*** Opening Supplied data ***

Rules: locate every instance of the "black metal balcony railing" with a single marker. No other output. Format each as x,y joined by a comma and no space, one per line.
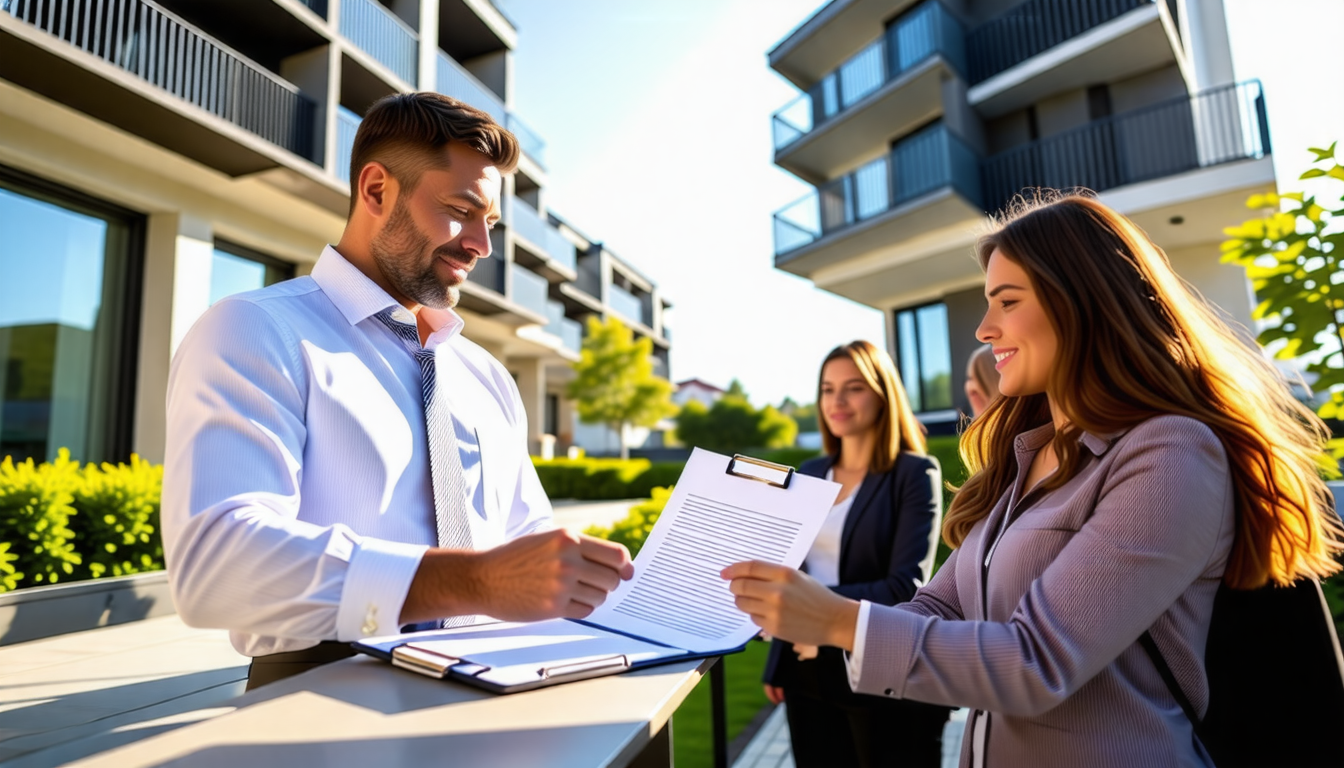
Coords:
530,289
589,281
1171,137
921,32
382,35
156,46
316,6
1034,27
924,162
454,81
347,125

*** Closing Supplied data ***

What the exercise asks: Quote the records above in full, dropping each picture.

Your response:
Rules: locate every instance of the "black metal balcony railing" with a single marker. No other output. Format each as x,y joined by a comma and no space, one per line.
Coords:
530,289
589,281
1171,137
921,32
382,35
156,46
316,6
1034,27
924,162
454,81
347,125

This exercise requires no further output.